# Dataset records:

######

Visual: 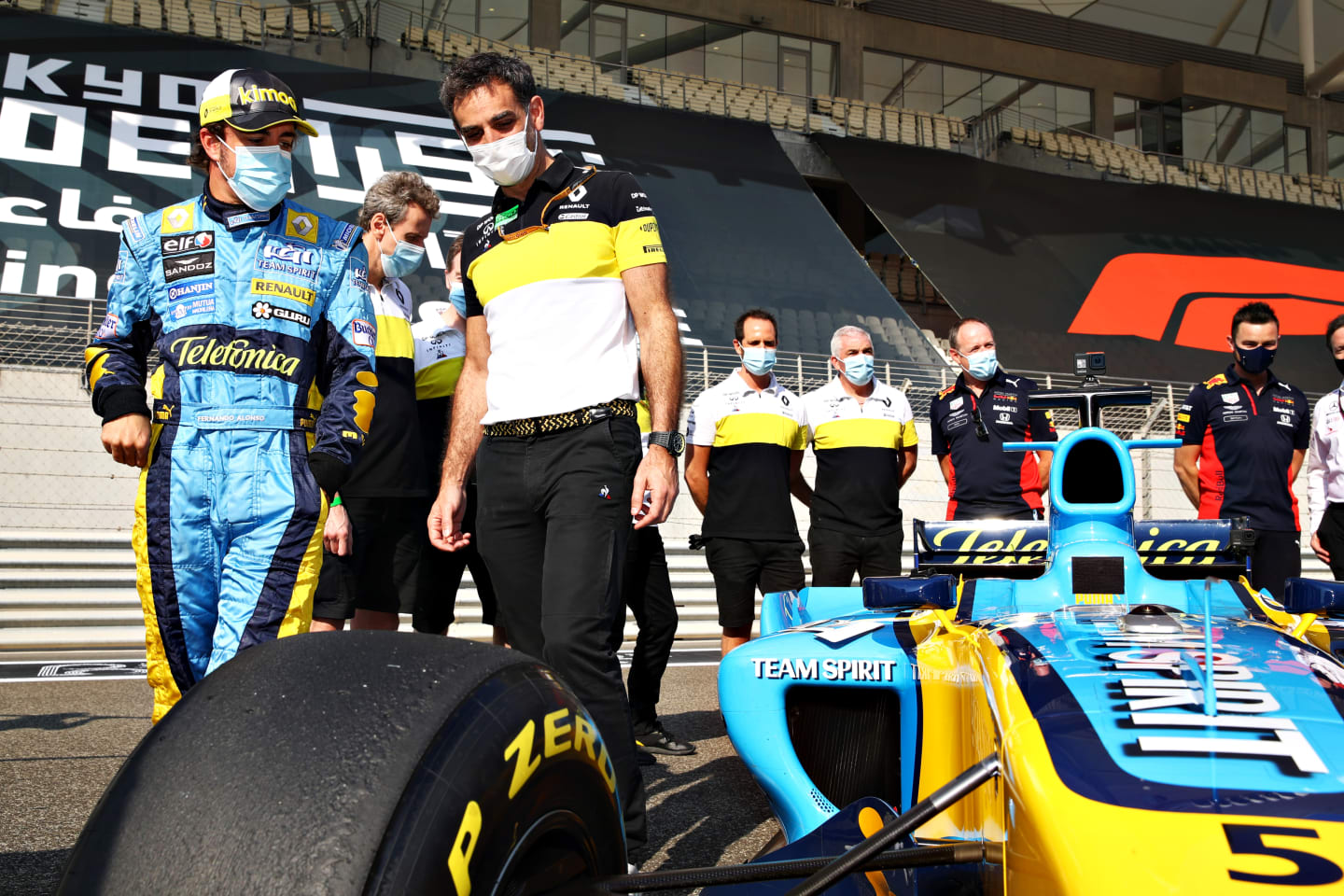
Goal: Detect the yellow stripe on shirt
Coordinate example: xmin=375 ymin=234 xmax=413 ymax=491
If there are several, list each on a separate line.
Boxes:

######

# Task details:
Put each line of the entries above into a JSON list of strings, one string per line, skipping blank lines. Leave the pictures out.

# Full output:
[
  "Visual: ",
  "Goal: Detect the yellow stripe on shirt",
  "Coordinate example: xmin=375 ymin=234 xmax=413 ymax=491",
  "If there are several, list each on a separate line.",
  "Boxes:"
]